2.   The TSOs of each Member State shall provide ENTSO for Electricity, by 1 March, with the necessary data and information for the preparation of the annual reports based on the incident classification scale referred to in paragraph 1. The data provided by the TSOs shall cover the preceding year.

3.   The annual reports referred to in paragraph 1 shall contain at least the following operational security indicators relevant to operational security:

(a)

number of tripped transmission system elements per year per TSO;

(b)

number of tripped power generation facilities per year per TSO;

(c)

energy not supplied per year due to unscheduled disconnection of demand facilities per TSO;

(d)

time duration and number of instances of being in the alert and emergency states per TSO;

(e)

time duration and number of events within which there was a lack of reserves identified per TSO;

(f)

time duration and number of voltage deviations exceeding the ranges from Tables 1 and 2 of Annex II per TSO;

(g)

number of minutes outside the standard frequency range and number of minutes outside the 50 % of maximum steady state frequency deviation per synchronous area;

(h)

number of system-split separations or local blackout states; and

(i)

number of blackouts involving two or more TSOs.

4.   The annual report referred to in paragraph 1 shall contain the following operational security indicators relevant to operational planning:

(a)

number of events in which an incident contained in the contingency list led to a degradation of the system operation state;

(b)

number of the events referred to in point (a) in which a degradation of system operation conditions occurred as a result of unexpected discrepancies from load or generation forecasts;

(c)

number of events in which there was a degradation in system operation conditions due to an exceptional contingency;

(d)

number of the events referred to in point (c) in which a degradation of system operation conditions occurred as a result of unexpected discrepancies from load or generation forecasts; and

(e)

________________________

BRIEF 1: In the excerpt on operational security reports, by what date must the TSOs of each Member State give ENTSO for Electricity the data for the annual reports?
BRIEF 2: Continue the excerpt on operational security reports from where it stops, starting with the wording of point (e) of paragraph 4.

________________________

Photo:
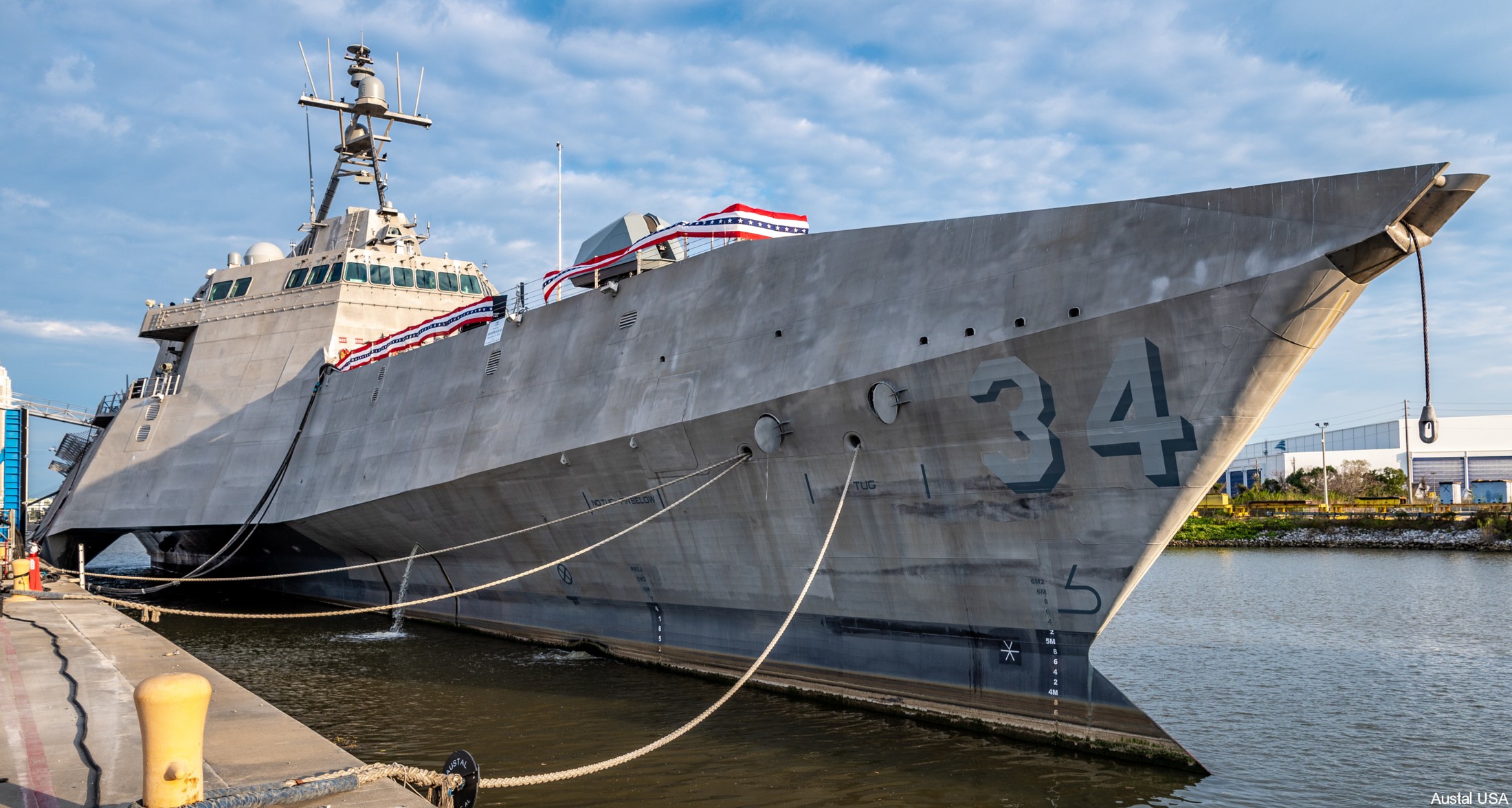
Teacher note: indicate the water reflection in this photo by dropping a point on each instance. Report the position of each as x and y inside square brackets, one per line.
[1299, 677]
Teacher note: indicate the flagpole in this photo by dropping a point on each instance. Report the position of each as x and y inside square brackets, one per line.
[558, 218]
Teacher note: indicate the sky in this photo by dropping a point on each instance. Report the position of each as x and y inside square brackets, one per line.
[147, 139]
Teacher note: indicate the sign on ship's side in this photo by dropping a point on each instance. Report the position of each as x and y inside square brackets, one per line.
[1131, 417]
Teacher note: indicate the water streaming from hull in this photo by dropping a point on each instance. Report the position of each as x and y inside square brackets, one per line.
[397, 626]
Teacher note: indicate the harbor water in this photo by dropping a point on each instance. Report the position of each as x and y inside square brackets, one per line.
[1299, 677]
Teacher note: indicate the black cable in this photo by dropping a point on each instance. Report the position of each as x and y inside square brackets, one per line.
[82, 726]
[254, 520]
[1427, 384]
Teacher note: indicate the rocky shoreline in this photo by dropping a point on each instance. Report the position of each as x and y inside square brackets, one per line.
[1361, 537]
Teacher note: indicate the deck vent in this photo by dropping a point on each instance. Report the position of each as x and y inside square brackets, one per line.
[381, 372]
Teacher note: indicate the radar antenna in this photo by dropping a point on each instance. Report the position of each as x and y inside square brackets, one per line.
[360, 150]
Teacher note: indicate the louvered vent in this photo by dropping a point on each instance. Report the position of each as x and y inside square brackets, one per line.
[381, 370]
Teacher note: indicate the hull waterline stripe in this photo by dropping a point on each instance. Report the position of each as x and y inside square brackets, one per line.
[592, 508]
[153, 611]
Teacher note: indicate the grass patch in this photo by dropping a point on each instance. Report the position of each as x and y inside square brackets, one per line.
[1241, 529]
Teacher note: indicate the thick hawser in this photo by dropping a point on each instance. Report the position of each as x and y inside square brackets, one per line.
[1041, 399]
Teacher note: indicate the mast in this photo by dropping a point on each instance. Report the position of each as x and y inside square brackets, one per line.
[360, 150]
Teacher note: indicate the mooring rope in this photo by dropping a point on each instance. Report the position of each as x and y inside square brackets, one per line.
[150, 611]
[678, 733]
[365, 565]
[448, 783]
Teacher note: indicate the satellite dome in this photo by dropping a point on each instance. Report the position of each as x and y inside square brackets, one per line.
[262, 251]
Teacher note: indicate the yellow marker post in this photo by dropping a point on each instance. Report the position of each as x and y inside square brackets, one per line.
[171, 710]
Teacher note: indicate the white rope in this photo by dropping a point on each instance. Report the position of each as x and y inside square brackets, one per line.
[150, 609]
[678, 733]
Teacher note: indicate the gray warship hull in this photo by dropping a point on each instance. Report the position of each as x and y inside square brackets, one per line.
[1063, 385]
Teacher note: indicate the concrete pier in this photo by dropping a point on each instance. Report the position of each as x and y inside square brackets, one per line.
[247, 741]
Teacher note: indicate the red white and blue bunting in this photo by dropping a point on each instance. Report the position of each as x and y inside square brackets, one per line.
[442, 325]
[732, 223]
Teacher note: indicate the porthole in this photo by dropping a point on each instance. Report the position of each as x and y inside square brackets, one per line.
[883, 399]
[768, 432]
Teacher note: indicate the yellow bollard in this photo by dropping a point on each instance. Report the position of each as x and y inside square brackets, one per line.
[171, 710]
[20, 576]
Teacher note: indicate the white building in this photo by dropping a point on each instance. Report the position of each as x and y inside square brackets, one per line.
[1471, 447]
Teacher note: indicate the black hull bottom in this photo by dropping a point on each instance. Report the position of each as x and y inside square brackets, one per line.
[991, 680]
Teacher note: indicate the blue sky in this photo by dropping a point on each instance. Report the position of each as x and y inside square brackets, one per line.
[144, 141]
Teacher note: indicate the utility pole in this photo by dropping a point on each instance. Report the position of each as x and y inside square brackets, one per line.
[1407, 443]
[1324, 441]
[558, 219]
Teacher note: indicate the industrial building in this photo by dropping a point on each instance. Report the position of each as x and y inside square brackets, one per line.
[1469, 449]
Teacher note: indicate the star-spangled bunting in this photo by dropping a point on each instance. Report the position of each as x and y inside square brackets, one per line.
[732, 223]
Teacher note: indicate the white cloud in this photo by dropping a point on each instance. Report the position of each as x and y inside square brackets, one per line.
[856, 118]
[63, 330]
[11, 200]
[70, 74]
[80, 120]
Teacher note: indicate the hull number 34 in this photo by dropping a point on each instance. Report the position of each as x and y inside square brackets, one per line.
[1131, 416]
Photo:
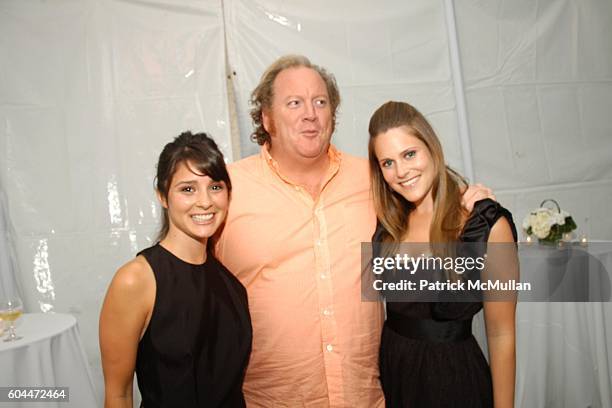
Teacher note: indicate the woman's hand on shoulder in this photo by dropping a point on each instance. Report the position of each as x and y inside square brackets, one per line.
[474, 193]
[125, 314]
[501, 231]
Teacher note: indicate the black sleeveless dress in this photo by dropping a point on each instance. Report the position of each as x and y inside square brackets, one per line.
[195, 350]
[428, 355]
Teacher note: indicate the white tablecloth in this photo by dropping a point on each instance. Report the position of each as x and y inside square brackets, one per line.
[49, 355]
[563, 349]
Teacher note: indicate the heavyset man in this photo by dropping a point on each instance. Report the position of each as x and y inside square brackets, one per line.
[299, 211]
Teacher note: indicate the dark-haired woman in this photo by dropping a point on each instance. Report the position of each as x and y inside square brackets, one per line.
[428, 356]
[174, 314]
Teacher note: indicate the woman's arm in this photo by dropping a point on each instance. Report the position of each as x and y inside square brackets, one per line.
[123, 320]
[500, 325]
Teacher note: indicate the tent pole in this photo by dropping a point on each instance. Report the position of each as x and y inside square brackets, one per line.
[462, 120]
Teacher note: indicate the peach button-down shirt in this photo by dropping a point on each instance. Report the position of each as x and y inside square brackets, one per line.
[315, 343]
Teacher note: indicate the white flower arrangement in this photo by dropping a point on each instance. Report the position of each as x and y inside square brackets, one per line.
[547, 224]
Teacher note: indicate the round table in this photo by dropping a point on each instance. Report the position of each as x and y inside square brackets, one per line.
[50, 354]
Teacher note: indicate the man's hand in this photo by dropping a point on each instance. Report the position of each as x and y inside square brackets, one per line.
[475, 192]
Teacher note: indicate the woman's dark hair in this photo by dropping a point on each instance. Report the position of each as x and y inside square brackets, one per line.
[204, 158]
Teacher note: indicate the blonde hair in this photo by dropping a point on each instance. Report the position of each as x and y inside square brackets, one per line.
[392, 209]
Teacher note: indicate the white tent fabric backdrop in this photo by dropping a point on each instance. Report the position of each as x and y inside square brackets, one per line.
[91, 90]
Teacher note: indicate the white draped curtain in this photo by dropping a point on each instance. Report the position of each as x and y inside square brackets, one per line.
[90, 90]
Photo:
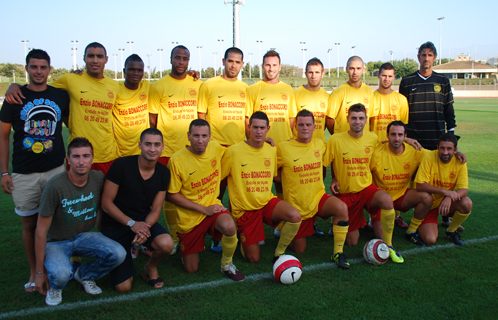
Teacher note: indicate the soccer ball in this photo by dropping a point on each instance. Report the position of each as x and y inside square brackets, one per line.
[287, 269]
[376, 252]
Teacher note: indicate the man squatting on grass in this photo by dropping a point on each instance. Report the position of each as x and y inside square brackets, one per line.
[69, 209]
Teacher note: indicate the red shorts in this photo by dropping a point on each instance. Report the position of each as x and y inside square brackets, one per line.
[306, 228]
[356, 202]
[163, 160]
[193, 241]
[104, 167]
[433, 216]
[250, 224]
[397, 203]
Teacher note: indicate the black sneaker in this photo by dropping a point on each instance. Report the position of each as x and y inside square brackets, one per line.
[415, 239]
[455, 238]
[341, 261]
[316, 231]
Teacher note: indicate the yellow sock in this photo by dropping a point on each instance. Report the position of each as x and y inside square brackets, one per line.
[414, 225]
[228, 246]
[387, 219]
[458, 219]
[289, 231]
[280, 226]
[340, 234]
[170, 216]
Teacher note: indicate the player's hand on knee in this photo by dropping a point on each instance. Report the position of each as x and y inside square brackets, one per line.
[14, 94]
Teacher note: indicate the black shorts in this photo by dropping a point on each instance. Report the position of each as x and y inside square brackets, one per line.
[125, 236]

________________________

EXERCISE OUTPUT 1: By 1 March.

EXERCISE OUTPUT 2:
number of events leading to a degradation in system operation conditions due to lack of active power reserves.

5.   The annual reports shall contain explanations of the reasons for incidents at the operational security ranking scales 2 and 3 as per the incidents classification scale adopted by ENTSO for Electricity. Those explanations shall be based on an investigation of the incidents by TSOs which process shall be set out in the incidents classification scale. TSOs shall inform the respective regulatory authorities about an investigation in due time before it is launched. Regulatory authorities and the Agency may be involved in the investigation upon their request.

Article 16Annual report on load-frequency control

1.   By 30 September, ENTSO for Electricity shall publish an annual report on load-frequency control based on the information provided by the TSOs in accordance with paragraph 2. The annual report on load-frequency control shall include the information listed in paragraph 2 for each Member State.

2.   Starting from 14 September 2018, the TSOs of each Member State shall notify to ENTSO for Electricity, by 1 March every year, the following information for the previous year:

(a)

the identification of the LFC blocks, LFC areas and monitoring areas in the Member State;

(b)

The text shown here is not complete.